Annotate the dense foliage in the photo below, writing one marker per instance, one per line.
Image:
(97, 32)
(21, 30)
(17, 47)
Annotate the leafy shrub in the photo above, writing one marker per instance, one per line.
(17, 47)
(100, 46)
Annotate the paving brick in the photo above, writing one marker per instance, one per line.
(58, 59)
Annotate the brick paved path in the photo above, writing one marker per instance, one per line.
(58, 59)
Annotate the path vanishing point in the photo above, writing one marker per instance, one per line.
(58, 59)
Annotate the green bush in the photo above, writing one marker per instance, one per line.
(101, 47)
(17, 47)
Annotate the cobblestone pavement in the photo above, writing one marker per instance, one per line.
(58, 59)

━━━━━━

- _What needs to be done_
Repeat the material in full. Nothing may differ.

- _Solved problem_
Annotate the dense foliage in the photo below, writing one marker per instance, one per line.
Image:
(97, 32)
(21, 30)
(17, 47)
Annotate the leafy shrub in the photo above, writing one marker per instance, one per line.
(17, 47)
(100, 46)
Annotate the paving brick in the photo above, writing one marker per instance, one per line.
(58, 59)
Annotate the brick paved path in the photo above, writing one marker per instance, one per line.
(58, 59)
Annotate the path vanishing point in the photo above, writing one marker per instance, one per line.
(58, 59)
Annotate the green bush in the photo above, writing one marker per instance, one per line.
(101, 47)
(17, 47)
Annotate the cobblestone pavement in the photo above, writing one marker per instance, one per line.
(58, 59)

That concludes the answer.